[begin Provided data]

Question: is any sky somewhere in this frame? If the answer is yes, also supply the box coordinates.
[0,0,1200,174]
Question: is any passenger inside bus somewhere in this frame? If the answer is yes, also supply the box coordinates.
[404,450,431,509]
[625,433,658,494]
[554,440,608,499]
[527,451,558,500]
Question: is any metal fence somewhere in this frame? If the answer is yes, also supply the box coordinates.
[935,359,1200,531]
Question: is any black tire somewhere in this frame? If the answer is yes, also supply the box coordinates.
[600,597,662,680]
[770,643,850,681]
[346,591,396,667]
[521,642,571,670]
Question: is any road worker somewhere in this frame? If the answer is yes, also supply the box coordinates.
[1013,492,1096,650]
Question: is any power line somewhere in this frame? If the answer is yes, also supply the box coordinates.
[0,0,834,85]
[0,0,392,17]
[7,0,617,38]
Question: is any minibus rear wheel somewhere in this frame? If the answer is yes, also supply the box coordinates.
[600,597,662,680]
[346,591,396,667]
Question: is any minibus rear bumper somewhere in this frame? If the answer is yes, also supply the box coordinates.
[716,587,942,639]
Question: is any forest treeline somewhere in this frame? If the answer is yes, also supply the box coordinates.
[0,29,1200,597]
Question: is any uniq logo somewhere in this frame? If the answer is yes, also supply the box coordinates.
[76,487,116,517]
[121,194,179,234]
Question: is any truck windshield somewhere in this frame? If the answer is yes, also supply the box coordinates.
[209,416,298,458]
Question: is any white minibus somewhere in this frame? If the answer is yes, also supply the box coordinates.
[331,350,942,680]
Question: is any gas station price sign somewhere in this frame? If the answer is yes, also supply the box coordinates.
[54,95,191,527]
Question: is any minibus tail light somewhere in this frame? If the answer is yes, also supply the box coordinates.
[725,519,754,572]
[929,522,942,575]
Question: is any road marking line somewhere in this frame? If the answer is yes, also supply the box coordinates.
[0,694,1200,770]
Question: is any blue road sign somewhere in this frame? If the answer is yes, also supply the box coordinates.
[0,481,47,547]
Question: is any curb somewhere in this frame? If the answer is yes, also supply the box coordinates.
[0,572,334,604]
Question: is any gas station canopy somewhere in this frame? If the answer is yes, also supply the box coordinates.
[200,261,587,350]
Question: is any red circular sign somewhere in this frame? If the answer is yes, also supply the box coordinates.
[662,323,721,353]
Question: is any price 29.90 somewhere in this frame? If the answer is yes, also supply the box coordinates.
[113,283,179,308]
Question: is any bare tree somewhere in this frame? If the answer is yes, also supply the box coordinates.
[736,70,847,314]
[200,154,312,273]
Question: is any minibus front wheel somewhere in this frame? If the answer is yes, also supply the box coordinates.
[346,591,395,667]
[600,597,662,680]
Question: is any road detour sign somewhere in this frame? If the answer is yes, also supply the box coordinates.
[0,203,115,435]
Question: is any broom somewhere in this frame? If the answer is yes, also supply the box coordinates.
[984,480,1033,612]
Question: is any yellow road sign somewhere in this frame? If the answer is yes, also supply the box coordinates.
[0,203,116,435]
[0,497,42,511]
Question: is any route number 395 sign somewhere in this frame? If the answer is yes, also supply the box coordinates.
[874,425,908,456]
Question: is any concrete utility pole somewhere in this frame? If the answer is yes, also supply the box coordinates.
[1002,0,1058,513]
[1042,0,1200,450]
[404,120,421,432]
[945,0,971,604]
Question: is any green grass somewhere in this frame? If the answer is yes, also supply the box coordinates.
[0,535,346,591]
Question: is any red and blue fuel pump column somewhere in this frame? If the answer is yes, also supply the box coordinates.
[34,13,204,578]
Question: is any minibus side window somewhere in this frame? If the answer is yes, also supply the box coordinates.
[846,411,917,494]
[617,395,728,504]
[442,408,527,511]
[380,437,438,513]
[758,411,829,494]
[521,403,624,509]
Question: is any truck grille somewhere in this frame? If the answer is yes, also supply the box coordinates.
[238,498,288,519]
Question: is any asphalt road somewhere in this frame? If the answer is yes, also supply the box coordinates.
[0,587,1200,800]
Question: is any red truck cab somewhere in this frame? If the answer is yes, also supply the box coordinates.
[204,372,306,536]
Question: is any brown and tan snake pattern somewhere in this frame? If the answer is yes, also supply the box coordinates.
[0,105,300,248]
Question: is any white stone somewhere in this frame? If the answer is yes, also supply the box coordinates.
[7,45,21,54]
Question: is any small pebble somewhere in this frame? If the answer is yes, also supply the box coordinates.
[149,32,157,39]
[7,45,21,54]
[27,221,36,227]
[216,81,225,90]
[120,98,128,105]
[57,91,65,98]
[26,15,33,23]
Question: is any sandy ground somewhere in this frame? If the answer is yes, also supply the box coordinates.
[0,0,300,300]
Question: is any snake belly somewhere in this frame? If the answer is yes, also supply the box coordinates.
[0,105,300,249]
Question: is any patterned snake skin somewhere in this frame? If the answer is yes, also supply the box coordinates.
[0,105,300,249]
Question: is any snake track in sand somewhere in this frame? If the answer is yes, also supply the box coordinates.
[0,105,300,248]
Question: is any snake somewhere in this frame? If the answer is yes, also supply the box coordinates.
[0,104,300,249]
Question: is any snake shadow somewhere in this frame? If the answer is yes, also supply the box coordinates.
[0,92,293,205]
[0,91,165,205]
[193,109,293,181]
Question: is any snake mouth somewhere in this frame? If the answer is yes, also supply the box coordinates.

[end Provided data]

-- Problem description --
Report every line above that holds the word "snake", copying each such line in full. Case counts.

-- Problem solution --
Question: is any brown and tan snake pattern somewhere in this frame? If the answer is yes, also supply the box coordinates.
Question: is any snake belly somewhere in this frame? If the answer is yes, also supply the box coordinates.
Question: is any patterned snake skin somewhere in this frame? If the answer is yes, also supply the box coordinates.
Question: is any snake track in sand somewhere in this frame? If the answer is yes, also supply the box coordinates.
Question: is any snake somewhere in this frame? If the answer is yes, also supply the box coordinates.
Question: is any snake shadow somewhere in this frame? If the answer is yes, also supply the box coordinates.
Question: is any snake mouth somewhere in this frame? If the answer is yes, also supply the box coordinates.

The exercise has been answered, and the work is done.